Work instructions: Please reproduce, exactly and with nothing added, the lines of the material below that run from the one containing "[[561, 202], [63, 11], [564, 199], [512, 248]]" to the end.

Dataset extract:

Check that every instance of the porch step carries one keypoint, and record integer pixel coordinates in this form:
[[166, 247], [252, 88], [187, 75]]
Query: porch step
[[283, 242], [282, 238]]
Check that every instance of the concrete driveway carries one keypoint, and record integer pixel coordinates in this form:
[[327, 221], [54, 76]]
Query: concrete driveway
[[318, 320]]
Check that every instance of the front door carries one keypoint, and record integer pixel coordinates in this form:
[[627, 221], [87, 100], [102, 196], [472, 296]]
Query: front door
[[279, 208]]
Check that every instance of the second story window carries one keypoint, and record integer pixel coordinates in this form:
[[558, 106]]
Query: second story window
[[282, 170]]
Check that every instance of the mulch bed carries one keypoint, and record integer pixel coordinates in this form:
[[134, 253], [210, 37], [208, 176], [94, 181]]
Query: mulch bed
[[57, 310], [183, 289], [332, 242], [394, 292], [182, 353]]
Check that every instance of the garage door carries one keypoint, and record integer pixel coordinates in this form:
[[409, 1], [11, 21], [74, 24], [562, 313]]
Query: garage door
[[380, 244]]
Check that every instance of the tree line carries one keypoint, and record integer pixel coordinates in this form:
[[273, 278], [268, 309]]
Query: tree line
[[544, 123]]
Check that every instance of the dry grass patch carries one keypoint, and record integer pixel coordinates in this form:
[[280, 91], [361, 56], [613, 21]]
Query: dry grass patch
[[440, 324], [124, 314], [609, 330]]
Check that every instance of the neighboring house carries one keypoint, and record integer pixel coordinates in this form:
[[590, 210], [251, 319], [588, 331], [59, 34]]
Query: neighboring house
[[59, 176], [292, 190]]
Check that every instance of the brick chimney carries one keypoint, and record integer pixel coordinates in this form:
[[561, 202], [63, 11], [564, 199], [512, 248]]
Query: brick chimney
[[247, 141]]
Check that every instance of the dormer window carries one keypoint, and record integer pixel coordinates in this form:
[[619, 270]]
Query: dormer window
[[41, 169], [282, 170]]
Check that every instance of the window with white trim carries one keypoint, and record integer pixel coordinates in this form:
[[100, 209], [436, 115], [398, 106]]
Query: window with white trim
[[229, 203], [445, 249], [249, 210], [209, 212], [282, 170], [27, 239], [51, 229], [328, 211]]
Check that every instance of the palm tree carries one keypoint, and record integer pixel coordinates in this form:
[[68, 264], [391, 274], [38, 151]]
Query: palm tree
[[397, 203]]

Answer for the task:
[[561, 202], [63, 11], [564, 199], [512, 248]]
Query: brick chimney
[[247, 141]]
Check that every instance of the dormer window carries one keypoint, and record integer pixel coordinates in this form:
[[619, 270]]
Query: dormer window
[[41, 169], [282, 170]]
Check that every instance of the window with white trim carries one keypoint, and record integer pixel coordinates in this form:
[[100, 209], [436, 115], [398, 106]]
Query: window with white trim
[[229, 203], [445, 249], [249, 210], [209, 212], [282, 170], [27, 239], [51, 229], [328, 211]]
Check that every instance of the palm tree carries one keypoint, and record integer pixel coordinates in this form:
[[68, 264], [391, 274], [38, 151]]
Query: palm tree
[[397, 203]]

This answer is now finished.